= EXTRACTED TEXT =
[Start of section]
Thursday, March 15, 2018

Electron Clouds and Pilot Waves

In my blog post on the Pilot Wave Theory, I pointed out how well this idea fits the ideas laid out in my book on physics. The way I explain the Double Slit Experiment fits the Pilot Wave Theory exactly.

ExperimentCouder-Young.png

By Krauss - Own work, CC BY-SA 3.0, Link

However, the Double Slit Experiment is not the only phenomenon that the Pilot Wave Theory can explain. The curious shape of the electron clouds around atomic nuclei can also be explained by this theory.

Electrons bouncing off of a nucleus will have a pilot wave accompanying them, just as much as a free electron moving through the ether. However, the pilot wave accompanying a bouncing electrons is not merely a disturbance. The ether surrounding the electron will oscillate in harmony with the bounce of the electrons. The atom, and its surrounding ether becomes an oscillating whole.



The electron clouds are not the electrons themselves, but the electrons and their surrounding oscillating ether.
[End of section]
= STORED DATA =
[Start of section]
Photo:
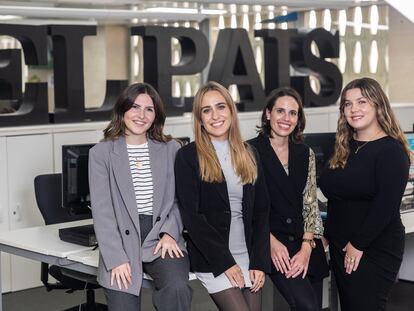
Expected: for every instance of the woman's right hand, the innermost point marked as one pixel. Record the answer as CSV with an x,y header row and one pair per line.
x,y
280,255
122,275
235,276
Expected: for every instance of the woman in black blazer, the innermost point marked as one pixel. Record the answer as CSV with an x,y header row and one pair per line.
x,y
299,262
224,204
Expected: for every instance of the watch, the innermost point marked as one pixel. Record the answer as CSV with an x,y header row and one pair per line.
x,y
310,241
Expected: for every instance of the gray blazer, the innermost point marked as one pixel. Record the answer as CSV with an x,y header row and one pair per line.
x,y
114,208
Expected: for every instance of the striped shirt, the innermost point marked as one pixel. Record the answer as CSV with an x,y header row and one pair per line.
x,y
139,163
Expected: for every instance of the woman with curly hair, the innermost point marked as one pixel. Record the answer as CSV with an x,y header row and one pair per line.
x,y
364,184
299,262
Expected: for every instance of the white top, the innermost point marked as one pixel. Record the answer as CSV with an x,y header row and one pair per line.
x,y
139,162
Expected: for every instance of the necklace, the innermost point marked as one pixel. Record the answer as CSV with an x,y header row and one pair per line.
x,y
359,147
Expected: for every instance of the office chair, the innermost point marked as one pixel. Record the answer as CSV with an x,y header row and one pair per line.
x,y
48,192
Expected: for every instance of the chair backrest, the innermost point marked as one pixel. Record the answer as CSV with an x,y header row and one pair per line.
x,y
48,192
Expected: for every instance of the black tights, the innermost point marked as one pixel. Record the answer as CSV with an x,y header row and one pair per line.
x,y
235,299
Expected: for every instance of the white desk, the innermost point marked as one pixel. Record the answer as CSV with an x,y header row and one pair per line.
x,y
44,245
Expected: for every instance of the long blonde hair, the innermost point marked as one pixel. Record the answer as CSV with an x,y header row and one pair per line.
x,y
371,90
242,156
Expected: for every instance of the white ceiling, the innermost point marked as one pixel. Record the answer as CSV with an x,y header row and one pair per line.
x,y
123,11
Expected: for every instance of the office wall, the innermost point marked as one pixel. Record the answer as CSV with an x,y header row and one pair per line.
x,y
401,58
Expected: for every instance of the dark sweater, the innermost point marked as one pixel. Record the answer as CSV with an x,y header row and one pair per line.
x,y
364,199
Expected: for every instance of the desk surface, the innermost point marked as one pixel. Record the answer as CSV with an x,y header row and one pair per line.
x,y
44,239
408,221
[End of section]
= TASK GOAL =
According to the blog post on electron clouds and pilot waves, what are electron clouds actually made of?

= EXERCISE RESULT =
The electrons and their surrounding oscillating ether.